Show each line of the material below that contains the string "clicks", copied in full.

Stored data entries:
• • • • • • •

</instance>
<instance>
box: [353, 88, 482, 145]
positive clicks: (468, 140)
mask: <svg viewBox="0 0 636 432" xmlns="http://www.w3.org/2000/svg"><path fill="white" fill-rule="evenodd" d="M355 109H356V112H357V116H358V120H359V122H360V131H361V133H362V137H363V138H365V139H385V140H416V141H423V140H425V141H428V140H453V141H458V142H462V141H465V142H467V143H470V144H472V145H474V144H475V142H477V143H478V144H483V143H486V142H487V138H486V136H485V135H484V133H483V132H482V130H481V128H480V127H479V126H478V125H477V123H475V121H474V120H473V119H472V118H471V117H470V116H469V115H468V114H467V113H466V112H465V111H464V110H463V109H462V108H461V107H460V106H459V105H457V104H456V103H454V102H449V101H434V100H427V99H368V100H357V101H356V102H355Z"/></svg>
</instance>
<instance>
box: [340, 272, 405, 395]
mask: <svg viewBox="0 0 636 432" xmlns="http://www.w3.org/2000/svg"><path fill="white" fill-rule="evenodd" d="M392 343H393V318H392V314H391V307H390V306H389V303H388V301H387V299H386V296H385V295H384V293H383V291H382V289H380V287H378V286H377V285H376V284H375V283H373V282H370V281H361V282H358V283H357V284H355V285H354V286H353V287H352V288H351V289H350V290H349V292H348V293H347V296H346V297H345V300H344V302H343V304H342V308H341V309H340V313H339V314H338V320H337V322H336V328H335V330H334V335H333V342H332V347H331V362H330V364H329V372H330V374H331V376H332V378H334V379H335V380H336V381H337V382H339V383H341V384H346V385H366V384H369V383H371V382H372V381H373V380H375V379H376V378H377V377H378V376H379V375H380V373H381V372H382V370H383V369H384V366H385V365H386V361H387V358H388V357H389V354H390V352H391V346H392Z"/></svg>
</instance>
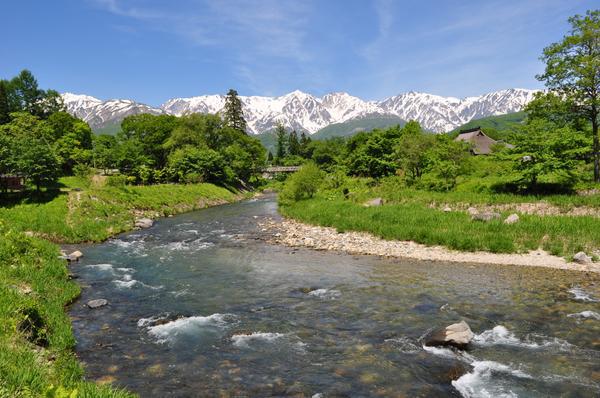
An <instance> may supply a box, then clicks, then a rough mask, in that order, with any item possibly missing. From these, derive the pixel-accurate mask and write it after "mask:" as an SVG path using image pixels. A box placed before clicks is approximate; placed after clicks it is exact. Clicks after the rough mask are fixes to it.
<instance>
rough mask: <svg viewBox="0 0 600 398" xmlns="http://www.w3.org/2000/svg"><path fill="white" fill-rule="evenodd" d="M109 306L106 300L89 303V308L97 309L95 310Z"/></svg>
mask: <svg viewBox="0 0 600 398" xmlns="http://www.w3.org/2000/svg"><path fill="white" fill-rule="evenodd" d="M107 304H108V300H106V299H96V300H90V301H88V303H87V306H88V307H89V308H91V309H95V308H100V307H104V306H105V305H107Z"/></svg>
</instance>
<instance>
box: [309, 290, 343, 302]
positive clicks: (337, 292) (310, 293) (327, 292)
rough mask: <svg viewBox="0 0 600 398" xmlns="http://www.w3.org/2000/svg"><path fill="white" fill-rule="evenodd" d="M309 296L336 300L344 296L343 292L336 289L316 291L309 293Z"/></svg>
mask: <svg viewBox="0 0 600 398" xmlns="http://www.w3.org/2000/svg"><path fill="white" fill-rule="evenodd" d="M308 295H309V296H313V297H318V298H322V299H329V300H335V299H336V298H339V297H340V296H341V295H342V292H340V291H339V290H335V289H315V290H311V291H310V292H308Z"/></svg>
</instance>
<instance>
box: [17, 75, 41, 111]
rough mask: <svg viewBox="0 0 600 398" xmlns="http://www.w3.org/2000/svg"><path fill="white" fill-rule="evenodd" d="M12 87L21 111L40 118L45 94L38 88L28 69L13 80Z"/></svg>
mask: <svg viewBox="0 0 600 398" xmlns="http://www.w3.org/2000/svg"><path fill="white" fill-rule="evenodd" d="M11 85H12V86H13V88H14V90H15V93H16V96H17V98H18V107H19V110H23V111H25V112H29V113H31V114H32V115H35V116H40V113H42V109H41V106H42V101H43V99H44V95H45V93H44V91H43V90H40V88H39V87H38V82H37V80H36V78H35V77H34V76H33V74H32V73H31V72H30V71H28V70H27V69H24V70H22V71H21V73H19V75H18V76H16V77H15V78H13V80H12V82H11Z"/></svg>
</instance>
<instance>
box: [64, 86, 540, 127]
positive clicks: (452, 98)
mask: <svg viewBox="0 0 600 398" xmlns="http://www.w3.org/2000/svg"><path fill="white" fill-rule="evenodd" d="M535 92H536V91H535V90H526V89H518V88H513V89H507V90H500V91H495V92H491V93H488V94H484V95H481V96H477V97H467V98H462V99H459V98H454V97H441V96H438V95H433V94H426V93H418V92H413V91H411V92H408V93H404V94H400V95H396V96H393V97H389V98H386V99H383V100H381V101H365V100H362V99H360V98H358V97H354V96H352V95H350V94H347V93H343V92H338V93H331V94H327V95H325V96H323V97H315V96H313V95H310V94H307V93H304V92H302V91H298V90H296V91H293V92H291V93H289V94H285V95H282V96H279V97H262V96H248V97H246V96H240V97H239V98H240V100H241V102H242V108H243V111H244V117H245V119H246V122H247V124H248V131H249V132H251V133H254V134H260V133H263V132H266V131H269V130H272V129H274V128H275V126H276V125H277V123H283V125H284V126H286V127H288V128H294V129H296V130H297V131H299V132H300V131H305V132H308V133H310V134H314V133H316V132H318V131H320V130H322V129H324V128H327V127H328V126H331V125H338V126H339V125H340V124H344V123H346V124H348V125H355V126H356V125H362V124H361V123H360V122H361V121H363V120H368V121H369V123H368V124H373V123H374V122H373V121H377V120H379V119H381V120H382V123H385V121H394V123H395V124H396V123H397V122H398V121H408V120H416V121H418V122H419V123H420V124H421V126H422V127H423V128H424V129H426V130H428V131H432V132H436V133H442V132H448V131H451V130H453V129H455V128H457V127H458V126H461V125H463V124H465V123H467V122H469V121H471V120H475V119H479V118H483V117H486V116H494V115H503V114H508V113H513V112H518V111H520V110H522V109H523V106H525V105H526V104H527V103H528V102H529V101H531V100H532V99H533V95H534V93H535ZM62 97H63V100H64V103H65V106H66V108H67V111H68V112H69V113H71V114H73V115H75V116H77V117H79V118H81V119H83V120H85V121H86V122H88V123H89V124H90V126H91V127H92V128H93V129H94V130H96V131H97V130H101V129H103V128H106V127H107V126H111V125H113V126H114V125H118V124H119V123H120V122H121V120H123V118H125V117H126V116H129V115H135V114H140V113H151V114H154V115H160V114H169V115H176V116H180V115H184V114H188V113H217V112H219V111H220V110H221V109H223V106H224V104H225V96H224V95H202V96H198V97H190V98H173V99H170V100H168V101H167V102H165V103H164V104H162V105H161V106H160V107H152V106H149V105H146V104H142V103H139V102H135V101H132V100H127V99H113V100H107V101H102V100H100V99H97V98H94V97H91V96H88V95H80V94H72V93H65V94H62ZM363 124H364V123H363Z"/></svg>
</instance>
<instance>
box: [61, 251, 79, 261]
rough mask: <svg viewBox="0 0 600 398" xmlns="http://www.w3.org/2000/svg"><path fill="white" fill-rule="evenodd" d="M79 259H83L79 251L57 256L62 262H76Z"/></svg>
mask: <svg viewBox="0 0 600 398" xmlns="http://www.w3.org/2000/svg"><path fill="white" fill-rule="evenodd" d="M81 257H83V253H82V252H80V251H79V250H75V251H74V252H73V253H71V254H65V253H64V252H61V255H60V256H58V258H60V259H62V260H67V261H69V262H71V261H78V260H79V259H80V258H81Z"/></svg>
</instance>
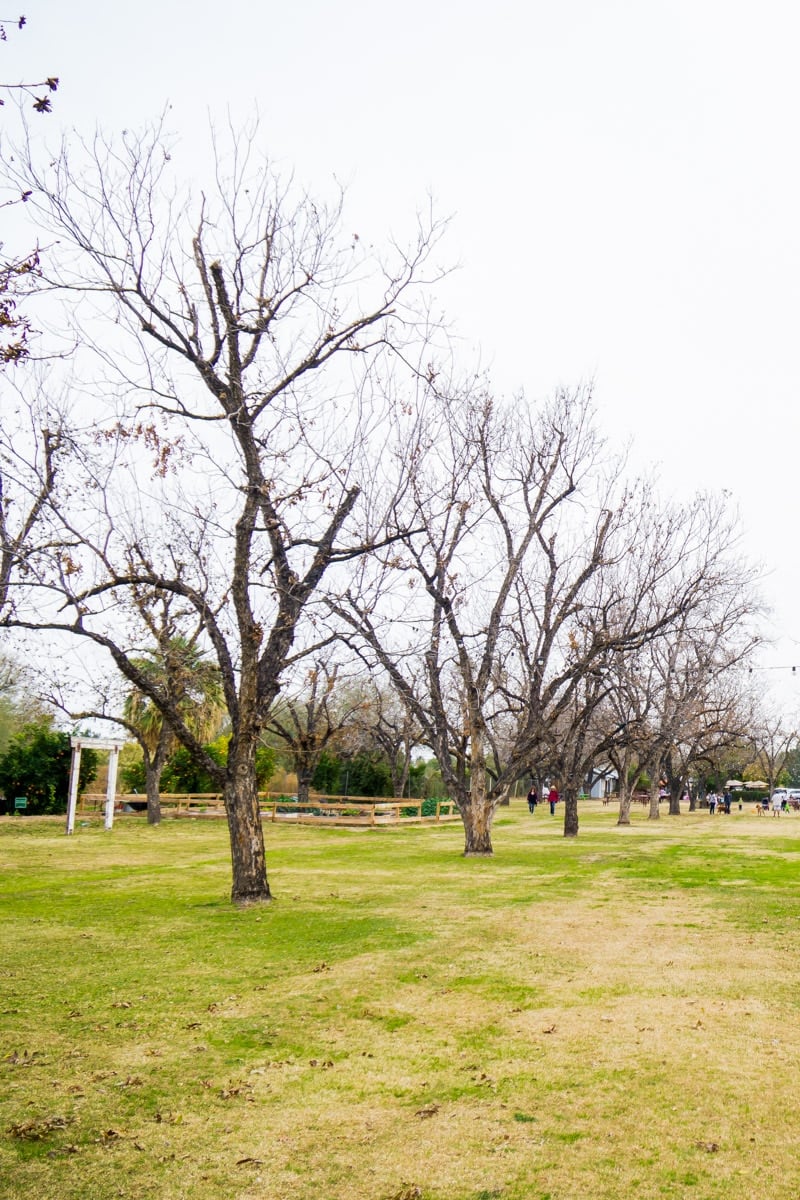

• • • • • • •

> [YOUR RESPONSE]
positive clicks: (468, 140)
An <instance> may supply a box, then clicks, then a rough mask, in that order, with any item possibly missing. From these, derive the pixel-accurate mask and write it after "mask:" as an SVG path using image pixels. A box placed before clicks is approximate; placed after clicks it is exact. Clicks after the rough mask are fixes to it.
positive clicks: (337, 292) (310, 293) (327, 292)
positive clicks: (452, 98)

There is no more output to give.